+++ Source document +++
Scripps researchers illuminate cancer cells’ survival strategy during dangerous dissemination

27 Jan 2012

A team led by scientists at The Scripps Research Institute has discovered key elements of a strategy commonly used by tumour cells to survive when they spread to distant organs. The finding could lead to drugs that could inhibit this metastasis in patients with tumors.

A cell that breaks away from the primary tumour and finds itself in the alien environment of the bloodstream or a new organ, normally is destroyed by a process known as apoptosis. But tumour cells that express high levels of a certain surface protein are protected from apoptosis, greatly enhancing their ability to colonise distant organs. How this protein blocks apoptosis and promotes metastasis has been a mystery - until now.

''What we found in this study is that it's not the increased expression of the protein per se that protects a tumour cell, but, rather, the cleavage of this protein by proteolytic enzymes,'' said Scripps research Professor James P Quigley. ''This cleavage triggers a signalling cascade in the tumour cell that blocks apoptosis.'' Quigley is the principal investigator for the study, which was recently published online before print by the journal Oncogene.

''We think that a reasonable strategy for inhibiting metastasis would be to try to prevent the cleavage of this surface protein using antibodies or small-molecule drugs that bind to the cleavage site of the protein,'' said Elena I. Deryugina, a staff scientist in Quigley's laboratory and corresponding author of the manuscript.

A protein linked to poor outcome
The cell-surface protein at the centre of this research is known as CUB domain containing protein 1 (CDCP1). In 2003, a post-doctoral fellow in Quigley's laboratory, John D Hooper, discovered and co-named CDCP1 as a ''subtractive immunization metastasis antigen,'' also finding that it is highly expressed on the surfaces of metastasis-prone human tumor cells.

Quigley's laboratory and others soon found additional evidence that CDCP1 plays a major role in enabling metastasis. Clinical studies reported CDCP1 on multiple tumor types and linked its presence to worse outcomes for patients.
+++
▶ Description of the task: In the article on how cancer cells survive spreading, who discovered and co-named CDCP1 in 2003? Please rely on the article alone when answering.
+++ Dataset +++
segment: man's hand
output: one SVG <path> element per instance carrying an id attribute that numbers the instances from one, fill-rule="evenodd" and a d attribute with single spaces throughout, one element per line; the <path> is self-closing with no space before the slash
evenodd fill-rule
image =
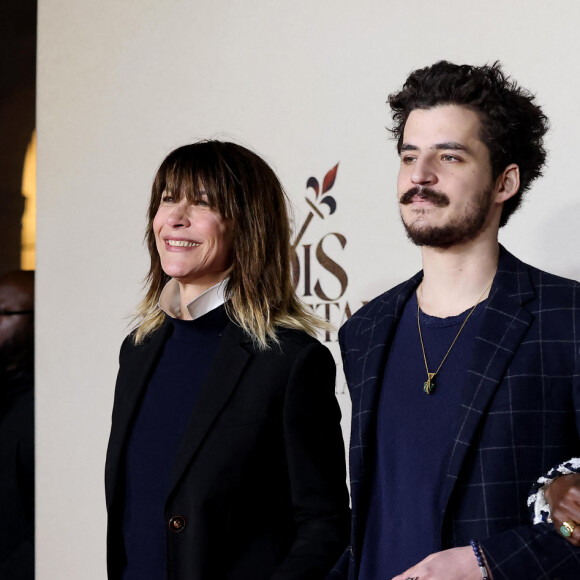
<path id="1" fill-rule="evenodd" d="M 576 524 L 572 535 L 566 539 L 571 544 L 580 546 L 580 473 L 557 477 L 544 494 L 558 533 L 563 536 L 560 531 L 563 522 Z"/>
<path id="2" fill-rule="evenodd" d="M 481 580 L 481 572 L 471 546 L 430 554 L 393 580 Z"/>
+++
▶ Answer space: John D Hooper, a post-doctoral fellow in Quigley's laboratory.